— START PAGE EXTRACT —
There are challenges, however. The rainfall rate is calculated from the drop sizes deduced from the Doppler spectra using well established relations between the fall speed of a drop and its size [33] with the drop concentration determined from the radar backscatter cross-section relation to drop size for the particular wavelength being used. Both of these quantities (the apparent fall speed and observed radar backscattered power), however, require adjustments. In particular, the observed Doppler velocity is the sum of the true fall speed of the drop and the vertical air motion which must be removed in order to estimate the correct drop fall speed and size. Similarly, at the wavelength of the MRR instrument, attenuation by the rain can become significant, at times, depending upon the rain intensity and distance of the sampling bin (range) from the radar. Both of these concerns have been addressed in [6] so that an interested reader can go to that paper for elaboration. Here, we take the deduced rainfall rates from that work for the data mentioned above and use them for further analyses.

The challenge explored in this work is how best to address the fact that space and time are orthogonal dimensions so that a method must be identified in order to combine measurements in each. That is, radar time height observations are the sequential temporal measurements of the rainfall rate, R, at each sampling bin spatially sequentially in the vertical. For the data used here, data were collected over 10 m depths from about 30 meters above the ground up to a height of 1280 m. At each location the Doppler spectra and radar backscattered powers were measured over sequential 10 second sampling periods for each determination of R at each height and time. Over an interval of observations, these data can then be considered in two ways, namely as a sequential ensemble of vertical spatial profiles or, alternatively, as the ensemble of times series of observations at each height. Using the Fourier transform for each of these, one can compute both the ensemble of vertical spatial power spectra and, simultaneously, a different ensemble of the temporal power spectra at each height. As we shall see, this allows for a better estimation of the frozen turbulence advection speed.

To make this all more concrete we initially consider the opening 950 seconds of observations for a line of intense convective rainstorms that passed over the NASA Wallop’s Island Flight Facility on 03 June 2019 as illustrated in Figure 1.

Hence, over these 900 seconds of observations collected every 10 s, we obtained 90 -128 rainfall rate estimates in height from the Doppler measurements. Therefore, for each of these 10 second periods, we could compute the power of the rainfall rate spectrum as a function of height. Furthermore, corresponding to each height, there would be 90 temporal observations of the rainfall rates. Thus, we could compute the power of the rainfall rate spectrum in time at each height. That is, these data allowed for the generation of 90 power rainfall rate distance spectra corresponding to the 90 10-s intervals and 128 power rainfall rate spectra in time corresponding to each 10-m separation in height. However, since we are most interested in the average properties of all these data, all the power spectra were averaged in their own dimensions to yield the mean power rainfall rate height and temporal spectra as illustrated in Figure 2.
— END PAGE EXTRACT —
[GIVEN TASK A]
Identify every line of the records that contains the word "forehead" and copy each of those lines.
— START DATA EXCERPTS —
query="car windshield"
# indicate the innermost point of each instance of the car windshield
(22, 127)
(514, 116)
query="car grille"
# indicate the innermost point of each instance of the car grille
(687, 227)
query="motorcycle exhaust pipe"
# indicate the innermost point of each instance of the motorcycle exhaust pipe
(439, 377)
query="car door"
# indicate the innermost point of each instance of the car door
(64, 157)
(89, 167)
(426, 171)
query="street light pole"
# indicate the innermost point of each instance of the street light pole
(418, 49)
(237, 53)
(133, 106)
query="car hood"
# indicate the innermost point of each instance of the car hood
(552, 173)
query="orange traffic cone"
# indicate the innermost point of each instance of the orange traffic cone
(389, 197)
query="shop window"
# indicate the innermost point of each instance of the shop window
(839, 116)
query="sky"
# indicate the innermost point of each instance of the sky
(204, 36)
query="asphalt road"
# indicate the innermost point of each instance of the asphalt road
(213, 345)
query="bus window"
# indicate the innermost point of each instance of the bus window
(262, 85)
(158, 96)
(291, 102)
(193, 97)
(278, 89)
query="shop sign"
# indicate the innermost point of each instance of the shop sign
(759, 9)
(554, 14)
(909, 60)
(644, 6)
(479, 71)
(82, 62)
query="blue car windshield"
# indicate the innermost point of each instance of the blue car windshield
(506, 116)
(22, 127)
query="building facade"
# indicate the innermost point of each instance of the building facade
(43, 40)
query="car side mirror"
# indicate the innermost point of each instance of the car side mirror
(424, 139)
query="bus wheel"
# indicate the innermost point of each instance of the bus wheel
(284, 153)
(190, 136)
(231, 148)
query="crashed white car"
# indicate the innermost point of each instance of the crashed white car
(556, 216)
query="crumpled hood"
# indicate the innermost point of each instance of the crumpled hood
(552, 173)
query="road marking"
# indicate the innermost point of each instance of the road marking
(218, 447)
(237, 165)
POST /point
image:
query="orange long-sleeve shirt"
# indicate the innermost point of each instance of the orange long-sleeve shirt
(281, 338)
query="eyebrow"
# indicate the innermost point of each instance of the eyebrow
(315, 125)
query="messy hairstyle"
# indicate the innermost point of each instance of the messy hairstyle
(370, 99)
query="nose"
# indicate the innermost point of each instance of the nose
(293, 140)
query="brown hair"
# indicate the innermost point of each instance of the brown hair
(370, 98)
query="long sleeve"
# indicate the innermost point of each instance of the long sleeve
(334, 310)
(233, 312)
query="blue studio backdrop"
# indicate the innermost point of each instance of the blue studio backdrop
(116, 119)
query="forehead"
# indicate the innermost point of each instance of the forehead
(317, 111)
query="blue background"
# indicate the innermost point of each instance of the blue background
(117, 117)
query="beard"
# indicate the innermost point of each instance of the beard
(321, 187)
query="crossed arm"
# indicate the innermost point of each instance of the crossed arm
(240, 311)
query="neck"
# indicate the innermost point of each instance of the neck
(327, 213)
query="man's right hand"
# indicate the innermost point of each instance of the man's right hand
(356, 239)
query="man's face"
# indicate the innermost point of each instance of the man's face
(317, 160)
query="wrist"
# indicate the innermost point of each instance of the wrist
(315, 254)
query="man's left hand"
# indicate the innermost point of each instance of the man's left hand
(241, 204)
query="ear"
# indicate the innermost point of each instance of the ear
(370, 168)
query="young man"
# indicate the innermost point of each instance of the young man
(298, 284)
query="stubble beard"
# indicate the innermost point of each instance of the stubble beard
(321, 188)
— END DATA EXCERPTS —
[GIVEN TASK B]
Answer these questions from the radar rainfall excerpt, one per line:
(i) What two things combine to make up the observed Doppler velocity?
(ii) Over what depth intervals were the data collected, and up to what height?
(iii) Where and on what date did the line of intense convective rainstorms pass?

[EXERCISE RESULT A]
query="forehead"
# indicate the innermost point of each instance of the forehead

[EXERCISE RESULT B]
(i) The true fall speed of the drop and the vertical air motion.
(ii) Over 10 m depths, from about 30 meters above the ground up to 1280 m.
(iii) Over the NASA Wallop’s Island Flight Facility on 03 June 2019.